The involuntary participation of non-involved persons in litigation is a longstanding tradition of the legal system.  The rationale underlying the fact that persons can be compelled to be  witnesses ... without being fully compensated for their loss of time is that the right of litigants to have justice done requires sacrifices on the part of others who have no interest in the outcome.

 

[83]            The trial judge put it well when he said that no one has a duty to become a witness (in the sense of a duty to witness relevant events) but everyone has a duty to testify to that which they have witnessed.  This distinction in relation to costs between experts and fact witnesses has long been recognized.  In the 1843 case of Webb v. Page 1 Car. & K. 23, Maule, J. said:

There is a distinction between the case of a man who sees a fact and is called to prove it in a Court of justice and that of a man who is selected by a party to give his opinion on a matter with which he is peculiarly conversant from the nature of his employment in life.  The former is bound, as a matter of public duty, to speak to a fact which happens to have fallen within his knowledge -- without such testimony, the course of justice must be stopped.  The latter is under no such obligation. There is no such necessity for his evidence, and the party who selects him must pay him.  (emphasis added)

 


[84]            The trial judge noted, however, that there are arguments of principle which favour allowing witness preparation fees as disbursements.  Where the witness has been involved in complex matters, extensive trial preparation will not only be desirable but, in practical terms, essential.   Such preparation time may far exceed the burden imposed by the civic duty to give evidence.  While everyone with relevant information has a duty to testify pursuant to a subpoena, there is generally no legal duty to meet with counsel for preparation to give evidence.  However, duty or no,  thorough and proper preparation of witnesses is highly desirable for the orderly conduct of trials.  While, in theory, witnesses such as these engineers could simply be served with a subpoena and attend at the trial to be questioned, such an approach would be unworkable in practice.  It would significantly diminish the efficiency of the trial process and the comprehensibility of the evidence.  As Professor Mewett points out, preparation of witnesses is the mark of good trial lawyer.  It is to be commended because it promotes a more efficient administration of justice and saves court time: A W. Mewett,  Witnesses (looseleaf, updated to release 2, 1999) at 6 - 1 quoting from State of North Carolina v. McCormick (1979), 259 S.E. 880 at 882.  Such preparation should be encouraged, not sanctioned.

*AIM OF THE EXERCISE*
Reproduce word for word the part of the passage on witness costs starting with "There is a distinction" and going on through "him.  (emphasis added)".

(Source data)

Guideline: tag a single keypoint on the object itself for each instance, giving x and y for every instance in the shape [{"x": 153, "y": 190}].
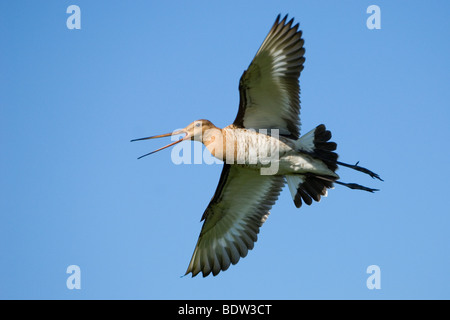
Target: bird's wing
[
  {"x": 269, "y": 89},
  {"x": 237, "y": 210}
]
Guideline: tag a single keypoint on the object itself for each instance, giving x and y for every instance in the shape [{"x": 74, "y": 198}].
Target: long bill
[{"x": 162, "y": 136}]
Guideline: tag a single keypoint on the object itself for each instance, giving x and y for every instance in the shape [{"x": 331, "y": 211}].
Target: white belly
[{"x": 268, "y": 153}]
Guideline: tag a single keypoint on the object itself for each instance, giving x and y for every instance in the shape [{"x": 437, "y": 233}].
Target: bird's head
[{"x": 197, "y": 130}]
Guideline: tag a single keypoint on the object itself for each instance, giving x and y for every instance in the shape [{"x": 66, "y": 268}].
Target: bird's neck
[{"x": 215, "y": 140}]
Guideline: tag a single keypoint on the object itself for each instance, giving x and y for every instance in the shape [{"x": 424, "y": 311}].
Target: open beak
[{"x": 186, "y": 137}]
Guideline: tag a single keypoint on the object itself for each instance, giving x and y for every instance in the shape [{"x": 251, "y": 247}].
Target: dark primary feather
[{"x": 269, "y": 89}]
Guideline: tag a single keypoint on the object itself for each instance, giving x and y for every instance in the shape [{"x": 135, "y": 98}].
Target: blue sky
[{"x": 73, "y": 192}]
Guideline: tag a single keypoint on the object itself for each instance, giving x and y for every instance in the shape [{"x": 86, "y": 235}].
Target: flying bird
[{"x": 264, "y": 136}]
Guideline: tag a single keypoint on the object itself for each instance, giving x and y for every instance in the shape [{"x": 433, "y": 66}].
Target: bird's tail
[
  {"x": 311, "y": 186},
  {"x": 308, "y": 187}
]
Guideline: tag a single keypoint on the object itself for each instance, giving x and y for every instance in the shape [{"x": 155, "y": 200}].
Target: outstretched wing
[
  {"x": 269, "y": 89},
  {"x": 239, "y": 207}
]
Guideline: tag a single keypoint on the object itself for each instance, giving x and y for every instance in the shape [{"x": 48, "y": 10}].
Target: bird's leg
[
  {"x": 356, "y": 186},
  {"x": 361, "y": 169}
]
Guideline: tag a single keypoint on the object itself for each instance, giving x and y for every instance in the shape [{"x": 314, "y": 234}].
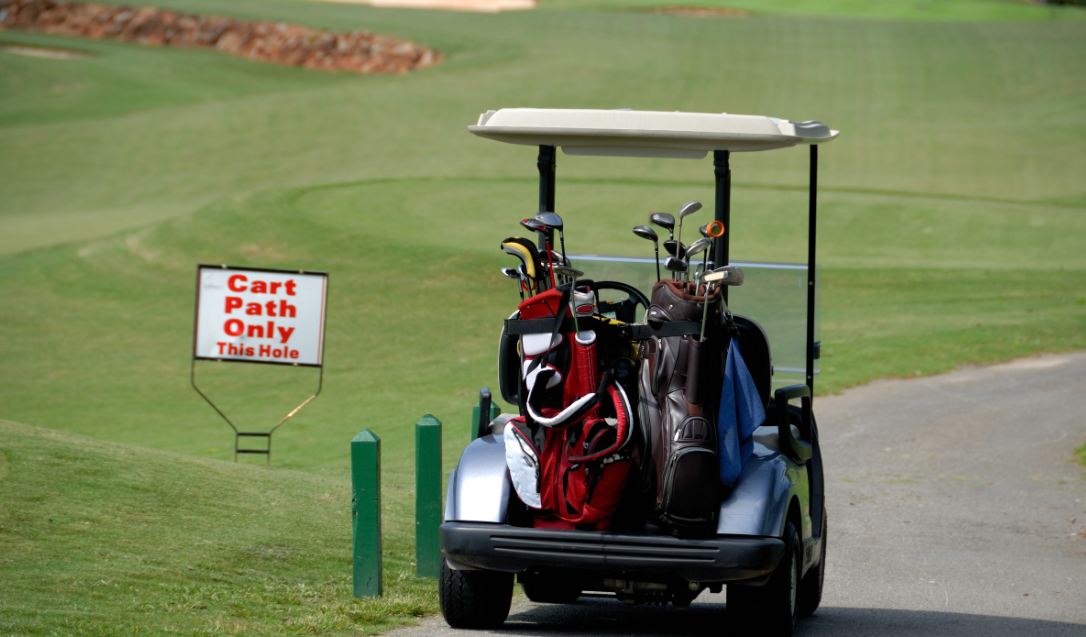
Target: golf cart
[{"x": 769, "y": 542}]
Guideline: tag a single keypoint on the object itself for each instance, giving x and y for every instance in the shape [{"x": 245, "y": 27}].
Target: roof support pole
[
  {"x": 811, "y": 232},
  {"x": 723, "y": 214},
  {"x": 547, "y": 166}
]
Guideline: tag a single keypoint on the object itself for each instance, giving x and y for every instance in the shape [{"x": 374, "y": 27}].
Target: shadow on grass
[{"x": 598, "y": 616}]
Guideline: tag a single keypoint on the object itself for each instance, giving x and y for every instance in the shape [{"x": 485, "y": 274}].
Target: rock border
[{"x": 288, "y": 45}]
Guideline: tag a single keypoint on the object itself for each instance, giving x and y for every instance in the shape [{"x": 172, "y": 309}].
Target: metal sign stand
[{"x": 254, "y": 434}]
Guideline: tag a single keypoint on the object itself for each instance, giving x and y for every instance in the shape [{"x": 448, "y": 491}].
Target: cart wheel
[
  {"x": 475, "y": 599},
  {"x": 772, "y": 607},
  {"x": 810, "y": 586},
  {"x": 548, "y": 589}
]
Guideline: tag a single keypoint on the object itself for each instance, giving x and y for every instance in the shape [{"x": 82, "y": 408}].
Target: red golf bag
[{"x": 569, "y": 450}]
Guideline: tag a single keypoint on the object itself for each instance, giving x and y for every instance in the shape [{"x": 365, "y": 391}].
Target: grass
[
  {"x": 946, "y": 10},
  {"x": 153, "y": 543},
  {"x": 951, "y": 218}
]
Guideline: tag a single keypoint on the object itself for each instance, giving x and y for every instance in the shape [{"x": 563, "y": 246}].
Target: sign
[{"x": 256, "y": 315}]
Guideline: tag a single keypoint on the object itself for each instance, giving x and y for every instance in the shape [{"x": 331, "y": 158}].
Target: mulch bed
[{"x": 266, "y": 41}]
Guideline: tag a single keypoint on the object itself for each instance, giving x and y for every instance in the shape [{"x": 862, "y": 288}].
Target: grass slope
[
  {"x": 951, "y": 218},
  {"x": 945, "y": 10},
  {"x": 99, "y": 538}
]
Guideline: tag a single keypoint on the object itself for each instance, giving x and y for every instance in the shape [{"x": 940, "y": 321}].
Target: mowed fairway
[{"x": 952, "y": 227}]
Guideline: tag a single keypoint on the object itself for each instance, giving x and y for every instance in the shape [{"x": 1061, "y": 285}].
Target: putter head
[
  {"x": 664, "y": 220},
  {"x": 674, "y": 249},
  {"x": 550, "y": 219},
  {"x": 724, "y": 276},
  {"x": 645, "y": 232},
  {"x": 689, "y": 208},
  {"x": 697, "y": 247},
  {"x": 676, "y": 265},
  {"x": 568, "y": 272},
  {"x": 533, "y": 225}
]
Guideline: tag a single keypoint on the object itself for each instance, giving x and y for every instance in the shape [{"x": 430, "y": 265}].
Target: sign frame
[
  {"x": 320, "y": 366},
  {"x": 324, "y": 314}
]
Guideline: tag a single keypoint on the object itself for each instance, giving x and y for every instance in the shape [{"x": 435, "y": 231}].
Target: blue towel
[{"x": 741, "y": 412}]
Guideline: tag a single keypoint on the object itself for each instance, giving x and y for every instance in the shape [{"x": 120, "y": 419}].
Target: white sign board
[{"x": 260, "y": 316}]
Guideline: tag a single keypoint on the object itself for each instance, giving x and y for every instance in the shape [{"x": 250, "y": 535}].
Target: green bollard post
[
  {"x": 427, "y": 496},
  {"x": 494, "y": 411},
  {"x": 366, "y": 513}
]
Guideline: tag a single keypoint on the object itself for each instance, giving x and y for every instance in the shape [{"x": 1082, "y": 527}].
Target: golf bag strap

*CORRECT RESPONSE*
There is a distinction between the case of a man who sees a fact and is called to prove it in a Court of justice and that of a man who is selected by a party to give his opinion on a matter with which he is peculiarly conversant from the nature of his employment in life.  The former is bound, as a matter of public duty, to speak to a fact which happens to have fallen within his knowledge -- without such testimony, the course of justice must be stopped.  The latter is under no such obligation. There is no such necessity for his evidence, and the party who selects him must pay him.  (emphasis added)